CONSIGNE À SUIVRE: Citez mot pour mot, dans le texte sur l'églogue, le passage qui commence par les mots contenant « Quoique la poésie » et se termine par « point de perfection. ».

PASSAGE DU TEXTE:
========
Ainsi le mot églogue, dont la signification étoit vague & indéterminée, a été restrainte parmi nous aux poésies pastorales, & n’a conservé dans notre langue que cette seule acception. Nous devons ce terme, de même que celui d’idyle, aux grammairiens grecs & latins ; car les dix pieces de Virgile que l’on nomme églogues, ne sont pas toutes des pieces pastorales. Mais je me servirai du mot d’églogue dans le sens reçu parmi nous, qui désigne uniquement un poëme bucolique.

L’églogue est une espece de poëme dramatique où le poëte introduit des acteurs sur une scene & les fait parler. Le lieu de la scene doit être un paysage rustique, qui comprend les bois, les prairies, le bord des rivieres, des fontaines, &c. & comme pour former un paysage qui plaise aux yeux, le peintre prend un soin particulier de choisir ce que la nature produit de plus convenable au caractere du tableau qu’il veut peindre, de même le poëte bucolique doit choisir le lieu de sa scene conformément à son sujet.

Quoique la poésie bucolique ait pour but d’imiter ce qui se passe & ce qui se dit entre les bergers, elle ne doit pas s’en tenir à la simple représentation du vrai réel qui rarement seroit agréable ; elle doit s’élever jusqu’au vrai idéal qui tend à embellir le vrai tel qu’il est dans la nature, & qui produit soit en poésie, soit en peinture, le dernier point de perfection.

Il en est de la poésie pastorale comme du paysage, qui n’est presque jamais peint d’après un lieu particulier, mais dont la beauté résulte de l’assemblage de divers morceaux réunis sous un seul point de vûe ; de même que les belles antiques ont été ordinairement copiées, non d’après un objet particulier, mais ou sur l’idée de l’ouvrier, ou d’après diverses belles parties prises sur différens corps, & réunies en un même sujet.
========
EXTRAIT DES DONNÉES:
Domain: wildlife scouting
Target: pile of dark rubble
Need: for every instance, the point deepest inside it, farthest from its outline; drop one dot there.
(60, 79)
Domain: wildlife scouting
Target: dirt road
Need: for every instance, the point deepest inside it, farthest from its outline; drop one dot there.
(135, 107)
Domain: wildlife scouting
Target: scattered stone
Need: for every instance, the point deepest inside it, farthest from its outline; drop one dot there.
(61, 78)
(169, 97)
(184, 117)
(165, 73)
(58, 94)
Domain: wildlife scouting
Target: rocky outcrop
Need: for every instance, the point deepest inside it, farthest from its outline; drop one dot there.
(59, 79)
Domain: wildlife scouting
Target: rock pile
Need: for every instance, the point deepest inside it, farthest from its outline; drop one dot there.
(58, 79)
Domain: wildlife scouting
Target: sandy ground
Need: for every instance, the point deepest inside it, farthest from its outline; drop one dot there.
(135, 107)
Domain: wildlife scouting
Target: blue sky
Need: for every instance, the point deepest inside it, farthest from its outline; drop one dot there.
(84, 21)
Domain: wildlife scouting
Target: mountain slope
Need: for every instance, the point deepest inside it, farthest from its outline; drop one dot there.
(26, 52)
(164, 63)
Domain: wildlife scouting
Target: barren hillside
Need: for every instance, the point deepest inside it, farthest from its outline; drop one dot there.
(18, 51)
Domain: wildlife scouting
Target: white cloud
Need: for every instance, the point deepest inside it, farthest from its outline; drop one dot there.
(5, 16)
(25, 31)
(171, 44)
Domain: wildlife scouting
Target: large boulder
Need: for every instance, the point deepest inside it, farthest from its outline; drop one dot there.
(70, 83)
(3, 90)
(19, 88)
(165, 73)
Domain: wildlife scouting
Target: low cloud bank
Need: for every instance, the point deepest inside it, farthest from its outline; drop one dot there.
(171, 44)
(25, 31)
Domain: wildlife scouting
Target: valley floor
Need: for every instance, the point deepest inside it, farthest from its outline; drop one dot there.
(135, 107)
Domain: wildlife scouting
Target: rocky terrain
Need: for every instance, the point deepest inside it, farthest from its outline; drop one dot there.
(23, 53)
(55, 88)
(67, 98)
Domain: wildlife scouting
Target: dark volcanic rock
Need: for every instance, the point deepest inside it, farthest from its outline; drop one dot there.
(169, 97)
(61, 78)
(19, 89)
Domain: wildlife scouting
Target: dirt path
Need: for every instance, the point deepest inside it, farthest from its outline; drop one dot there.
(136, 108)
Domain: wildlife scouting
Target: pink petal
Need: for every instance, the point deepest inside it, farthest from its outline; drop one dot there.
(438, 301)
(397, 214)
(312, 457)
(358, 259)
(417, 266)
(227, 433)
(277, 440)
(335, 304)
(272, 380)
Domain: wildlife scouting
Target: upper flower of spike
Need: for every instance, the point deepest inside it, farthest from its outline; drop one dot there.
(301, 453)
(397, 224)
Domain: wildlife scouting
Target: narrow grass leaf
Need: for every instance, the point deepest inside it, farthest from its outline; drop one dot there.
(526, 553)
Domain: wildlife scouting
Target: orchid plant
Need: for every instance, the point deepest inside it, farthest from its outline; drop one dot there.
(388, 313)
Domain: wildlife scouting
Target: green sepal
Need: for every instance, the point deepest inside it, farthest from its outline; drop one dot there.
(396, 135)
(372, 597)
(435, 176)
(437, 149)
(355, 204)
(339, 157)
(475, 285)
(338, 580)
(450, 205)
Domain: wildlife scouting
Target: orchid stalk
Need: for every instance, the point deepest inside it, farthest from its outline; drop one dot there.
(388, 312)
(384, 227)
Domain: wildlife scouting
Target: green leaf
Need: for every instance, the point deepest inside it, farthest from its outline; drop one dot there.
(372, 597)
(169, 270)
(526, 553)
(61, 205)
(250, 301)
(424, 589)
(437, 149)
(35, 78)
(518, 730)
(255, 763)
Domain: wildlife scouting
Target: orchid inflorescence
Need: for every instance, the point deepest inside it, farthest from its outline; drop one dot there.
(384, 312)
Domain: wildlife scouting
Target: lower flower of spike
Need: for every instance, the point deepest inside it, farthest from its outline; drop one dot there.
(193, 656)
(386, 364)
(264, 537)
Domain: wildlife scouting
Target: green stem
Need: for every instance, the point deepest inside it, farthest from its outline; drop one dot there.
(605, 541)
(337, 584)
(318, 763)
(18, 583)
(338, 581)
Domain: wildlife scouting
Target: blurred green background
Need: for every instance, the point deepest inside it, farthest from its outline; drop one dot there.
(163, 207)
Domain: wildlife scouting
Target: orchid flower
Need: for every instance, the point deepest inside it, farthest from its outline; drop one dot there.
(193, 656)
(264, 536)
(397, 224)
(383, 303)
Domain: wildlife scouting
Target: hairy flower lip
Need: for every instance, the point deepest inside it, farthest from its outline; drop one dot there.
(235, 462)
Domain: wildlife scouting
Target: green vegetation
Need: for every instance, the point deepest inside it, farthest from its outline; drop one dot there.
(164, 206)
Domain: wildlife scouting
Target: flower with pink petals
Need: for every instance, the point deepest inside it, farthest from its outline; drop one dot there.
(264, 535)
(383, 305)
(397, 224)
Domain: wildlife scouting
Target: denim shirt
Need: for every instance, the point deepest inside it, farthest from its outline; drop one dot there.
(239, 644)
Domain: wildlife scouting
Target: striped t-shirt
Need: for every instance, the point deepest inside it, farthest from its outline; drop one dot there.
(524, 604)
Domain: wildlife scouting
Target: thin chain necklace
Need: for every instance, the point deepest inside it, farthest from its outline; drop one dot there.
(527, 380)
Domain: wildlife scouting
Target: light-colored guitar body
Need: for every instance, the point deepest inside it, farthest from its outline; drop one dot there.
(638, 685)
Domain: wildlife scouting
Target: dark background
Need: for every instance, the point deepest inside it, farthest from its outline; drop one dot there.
========
CORRIGÉ DE L'EXERCICE:
Quoique la poésie bucolique ait pour but d’imiter ce qui se passe & ce qui se dit entre les bergers, elle ne doit pas s’en tenir à la simple représentation du vrai réel qui rarement seroit agréable ; elle doit s’élever jusqu’au vrai idéal qui tend à embellir le vrai tel qu’il est dans la nature, & qui produit soit en poésie, soit en peinture, le dernier point de perfection.